◆ **AIM OF THE EXERCISE**
Transcribe the listing below line for line, keeping every character unchanged.

◆ **SUPPLIED DATA**
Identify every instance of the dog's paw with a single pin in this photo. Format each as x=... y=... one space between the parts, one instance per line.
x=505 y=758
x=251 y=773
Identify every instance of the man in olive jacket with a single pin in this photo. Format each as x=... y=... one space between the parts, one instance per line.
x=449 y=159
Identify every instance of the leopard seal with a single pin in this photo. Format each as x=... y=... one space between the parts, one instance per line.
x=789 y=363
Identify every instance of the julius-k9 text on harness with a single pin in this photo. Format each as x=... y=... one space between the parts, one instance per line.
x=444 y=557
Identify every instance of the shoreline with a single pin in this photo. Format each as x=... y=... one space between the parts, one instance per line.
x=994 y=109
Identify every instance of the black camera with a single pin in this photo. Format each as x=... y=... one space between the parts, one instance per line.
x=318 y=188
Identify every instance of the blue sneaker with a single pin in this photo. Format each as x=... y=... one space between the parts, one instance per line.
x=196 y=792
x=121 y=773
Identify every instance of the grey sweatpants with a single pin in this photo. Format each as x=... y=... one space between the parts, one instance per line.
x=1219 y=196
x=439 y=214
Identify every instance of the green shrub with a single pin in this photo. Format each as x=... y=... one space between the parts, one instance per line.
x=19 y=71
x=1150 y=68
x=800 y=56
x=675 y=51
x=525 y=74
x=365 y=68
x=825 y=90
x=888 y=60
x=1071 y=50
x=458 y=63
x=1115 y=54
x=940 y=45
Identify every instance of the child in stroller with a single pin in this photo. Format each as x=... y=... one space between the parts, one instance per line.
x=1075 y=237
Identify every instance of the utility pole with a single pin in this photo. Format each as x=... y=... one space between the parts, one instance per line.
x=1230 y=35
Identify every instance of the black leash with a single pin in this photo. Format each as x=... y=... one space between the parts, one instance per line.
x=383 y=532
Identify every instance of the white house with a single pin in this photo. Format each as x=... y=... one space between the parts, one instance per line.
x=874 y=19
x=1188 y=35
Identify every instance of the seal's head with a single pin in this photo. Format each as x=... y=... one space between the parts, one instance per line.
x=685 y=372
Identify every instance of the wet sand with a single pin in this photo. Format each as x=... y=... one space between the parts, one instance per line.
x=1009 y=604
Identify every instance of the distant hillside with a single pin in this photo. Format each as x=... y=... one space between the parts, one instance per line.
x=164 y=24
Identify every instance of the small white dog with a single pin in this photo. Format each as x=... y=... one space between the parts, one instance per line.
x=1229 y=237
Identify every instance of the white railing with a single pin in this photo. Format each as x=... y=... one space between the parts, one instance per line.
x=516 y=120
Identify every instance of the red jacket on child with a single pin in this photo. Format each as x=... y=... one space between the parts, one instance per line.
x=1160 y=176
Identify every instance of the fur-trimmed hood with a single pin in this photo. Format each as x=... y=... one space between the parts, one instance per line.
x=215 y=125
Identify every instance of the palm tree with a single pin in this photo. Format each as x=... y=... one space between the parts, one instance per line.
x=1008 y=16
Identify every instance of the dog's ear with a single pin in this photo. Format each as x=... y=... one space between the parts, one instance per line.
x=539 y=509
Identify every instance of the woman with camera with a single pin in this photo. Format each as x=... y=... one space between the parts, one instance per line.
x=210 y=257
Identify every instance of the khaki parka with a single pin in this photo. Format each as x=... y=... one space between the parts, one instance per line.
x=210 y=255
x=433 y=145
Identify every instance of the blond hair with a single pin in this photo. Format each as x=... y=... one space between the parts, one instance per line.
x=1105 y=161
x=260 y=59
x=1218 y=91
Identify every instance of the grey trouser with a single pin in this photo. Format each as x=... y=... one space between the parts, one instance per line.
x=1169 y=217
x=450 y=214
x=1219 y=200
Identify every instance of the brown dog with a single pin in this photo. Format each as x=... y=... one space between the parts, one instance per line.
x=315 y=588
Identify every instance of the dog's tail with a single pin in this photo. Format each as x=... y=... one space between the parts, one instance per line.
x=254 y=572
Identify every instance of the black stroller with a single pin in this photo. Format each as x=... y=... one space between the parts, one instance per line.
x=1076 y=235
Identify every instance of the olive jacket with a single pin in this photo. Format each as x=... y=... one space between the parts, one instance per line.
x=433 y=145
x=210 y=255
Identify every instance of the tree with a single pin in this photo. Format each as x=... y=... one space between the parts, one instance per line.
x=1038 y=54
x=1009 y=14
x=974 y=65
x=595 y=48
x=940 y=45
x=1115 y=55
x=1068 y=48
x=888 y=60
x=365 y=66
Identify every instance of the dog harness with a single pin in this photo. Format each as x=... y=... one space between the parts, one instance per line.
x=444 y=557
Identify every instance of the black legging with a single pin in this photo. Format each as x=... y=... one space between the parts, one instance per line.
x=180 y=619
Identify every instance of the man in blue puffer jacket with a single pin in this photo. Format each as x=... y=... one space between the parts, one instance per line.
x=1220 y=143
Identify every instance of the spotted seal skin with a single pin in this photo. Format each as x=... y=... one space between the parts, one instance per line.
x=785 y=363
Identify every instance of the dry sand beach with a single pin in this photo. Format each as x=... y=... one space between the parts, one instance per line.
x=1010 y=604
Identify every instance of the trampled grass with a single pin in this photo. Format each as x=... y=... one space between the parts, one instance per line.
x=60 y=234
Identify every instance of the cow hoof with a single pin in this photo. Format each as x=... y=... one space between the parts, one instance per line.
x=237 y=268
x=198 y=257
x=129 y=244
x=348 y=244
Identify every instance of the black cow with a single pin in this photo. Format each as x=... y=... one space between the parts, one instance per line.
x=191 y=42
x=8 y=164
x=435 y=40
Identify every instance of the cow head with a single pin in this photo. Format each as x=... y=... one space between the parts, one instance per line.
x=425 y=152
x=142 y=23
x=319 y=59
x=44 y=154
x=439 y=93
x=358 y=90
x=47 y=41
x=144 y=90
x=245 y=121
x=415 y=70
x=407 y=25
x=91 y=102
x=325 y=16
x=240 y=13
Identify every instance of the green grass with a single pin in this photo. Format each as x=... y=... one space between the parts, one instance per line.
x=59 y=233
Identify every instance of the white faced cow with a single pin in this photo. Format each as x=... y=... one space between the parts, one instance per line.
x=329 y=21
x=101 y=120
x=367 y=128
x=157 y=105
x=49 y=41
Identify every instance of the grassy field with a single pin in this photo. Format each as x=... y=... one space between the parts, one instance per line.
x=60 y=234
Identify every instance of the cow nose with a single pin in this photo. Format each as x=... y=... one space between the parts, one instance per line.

◆ **RESPONSE TO THIS EXERCISE**
Identify every instance of the dog's paw with a single pin in this photo. Format each as x=... y=... one space between the parts, one instance per line.
x=505 y=758
x=251 y=773
Identify every instance of the man in olive jacket with a single pin in this photo. Format each as x=... y=... one space between the parts, one instance per line.
x=449 y=159
Identify every instance of the leopard seal with a single pin in this photo. Format each as x=... y=... one space between the parts, one instance per line.
x=789 y=363
Identify every instance of the julius-k9 text on harness with a single pin in this photo. Format each as x=... y=... one space between the parts, one instance per line.
x=444 y=557
Identify every instance of the shoreline with a single pin in this photo. Format each as x=... y=... one space between the parts, one instance per line.
x=994 y=109
Identify every instance of the black camera with a single pin in this photo. Format each as x=... y=... one space between the parts, one instance per line.
x=318 y=188
Identify every instance of the blue sneaker with a single pin in this photo. Format each as x=... y=... one space between the parts, one instance per line.
x=196 y=792
x=121 y=773
Identify every instance of the grey sweatpants with a single pin in this photo. Format each as x=... y=... one space between the parts, one instance per line.
x=1219 y=196
x=439 y=214
Identify every instance of the green shrub with a single pin in this photo. Format each as x=... y=... one space between the parts, one instance per line.
x=19 y=71
x=1150 y=68
x=800 y=56
x=675 y=51
x=525 y=74
x=365 y=68
x=825 y=90
x=888 y=60
x=1071 y=50
x=458 y=63
x=1115 y=54
x=940 y=45
Identify every instance of the child in stroller with a single pin in this photo. Format each as x=... y=... one space between the parts, one instance per line.
x=1075 y=237
Identify every instance of the utility pole with a single pin in this photo. Format each as x=... y=... one space between the parts, one instance per line.
x=1230 y=35
Identify every instance of the black leash with a single pin in this photo. Format each as x=... y=... one space between the parts, one instance per line.
x=383 y=532
Identify every instance of the white house with a single pin in this photo. Format each as x=... y=... one space between the parts, one instance per line.
x=874 y=19
x=1188 y=35
Identify every instance of the seal's head with a single pin in this photo. Format each as x=... y=... one space between the parts, one instance per line.
x=685 y=372
Identify every instance of the wet sand with a single pin in this photo. Format each as x=... y=... one space between the parts, one instance per line.
x=1009 y=604
Identify every instance of the distant hillside with a single pin in this photo. Format each as x=... y=... one space between the parts, one instance per line.
x=164 y=24
Identify every instance of the small white dog with a single pin in this photo. Format each as x=... y=... one space between the parts, one instance per line.
x=1229 y=237
Identify every instance of the white railing with a single pin in this photo. Format each as x=... y=... one space between the parts, one instance per line.
x=516 y=120
Identify every instance of the red jacket on child with a single pin in this photo. Format each as x=... y=... one space between the parts, one instance per line.
x=1160 y=176
Identify every instance of the fur-trimmed hood with a single pin in this photo. Format each as x=... y=... one space between the parts, one instance per line.
x=215 y=125
Identify every instance of the palm tree with a single pin in this photo. Format each as x=... y=... one space between the parts, one instance per line.
x=1008 y=16
Identify every instance of the dog's ear with a single pin in this photo. Format each as x=... y=... one space between the parts, one instance per line.
x=539 y=509
Identify every instance of the woman with camera with a single pin in this photo. Format each as x=... y=... one space between the parts, one instance per line.
x=210 y=257
Identify every instance of the khaki parka with a single pin in this photo. Format each as x=... y=... one space between the parts, one instance per line.
x=210 y=255
x=433 y=145
Identify every instance of the blond hair with a single pin in this photo. Format each as x=... y=... one space between the parts, one instance per line.
x=1105 y=161
x=260 y=59
x=1218 y=91
Identify every instance of the grey trouser with a single pin in this photo. Format each as x=... y=... one space between the parts, one instance per line.
x=1169 y=217
x=450 y=214
x=1219 y=200
Identify every instance of the brown dog with a single pin in this photo. Format each as x=... y=... one space between the parts, one instance per line.
x=315 y=588
Identify every instance of the dog's tail with a single pin in this photo. Format each as x=... y=... one space between the parts, one instance per line.
x=254 y=572
Identify every instance of the black stroller with a single pin in this photo. Format each as x=... y=... one space between the parts, one instance per line.
x=1076 y=235
Identify every instance of the olive jacket with a single pin in this photo. Format each as x=... y=... one space between the parts, one instance per line.
x=433 y=145
x=210 y=255
Identify every instance of the tree with a single pin in this photo. Format each as x=... y=... one space between the parts, one instance per line.
x=1038 y=54
x=1009 y=14
x=974 y=65
x=595 y=48
x=940 y=45
x=1115 y=55
x=1068 y=48
x=888 y=60
x=365 y=66
Identify every instance of the dog harness with a single pin in this photo. Format each as x=... y=... one space between the parts, one instance per line.
x=444 y=557
Identify every instance of the black legging with a single pin in this photo. Format each as x=... y=... one space between the parts, one instance per line.
x=180 y=619
Identify every instance of the man in blue puffer jacket with a single pin in this photo. Format each as x=... y=... one space between the parts, one instance per line.
x=1220 y=143
Identify every instance of the spotted seal skin with a single pin in this photo. Format each as x=... y=... one space between the parts, one instance per line.
x=785 y=363
Identify every instance of the dry sand beach with a single pin in this photo. Format each as x=... y=... one space between the parts, one instance per line.
x=1010 y=604
Identify every instance of the trampled grass with a single pin in this photo. Format each as x=... y=... one space between the parts, one instance per line.
x=60 y=234
Identify every instance of the cow hoof with a single pin in this photo. Format each as x=... y=... one space between the parts, one instance per line.
x=237 y=268
x=198 y=257
x=129 y=244
x=348 y=244
Identify every instance of the black cow with a single pin in this photo. Format each as x=... y=... one space between the parts, one instance per line.
x=191 y=42
x=8 y=164
x=435 y=40
Identify every instance of the cow head with a single pin in this photo. Format each as x=... y=... one space between the parts, one instance per line.
x=425 y=152
x=142 y=23
x=319 y=59
x=44 y=154
x=439 y=93
x=358 y=90
x=47 y=41
x=144 y=90
x=245 y=121
x=415 y=70
x=407 y=25
x=91 y=102
x=325 y=16
x=240 y=13
Identify every instance of the green grass with a single pin in this photo. Format each as x=... y=... one space between the parts, one instance per line.
x=59 y=233
Identify every instance of the white faced cow with a single pin in this photo. Format each as x=... y=... one space between the parts, one instance per line.
x=329 y=21
x=101 y=120
x=367 y=128
x=157 y=105
x=49 y=41
Identify every instance of the grassy field with a single pin in this photo. Format each as x=... y=... one space between the parts, one instance per line.
x=60 y=234
Identify every instance of the cow nose with a single pin in this photo. Format each as x=... y=... one space between the parts, one instance per line.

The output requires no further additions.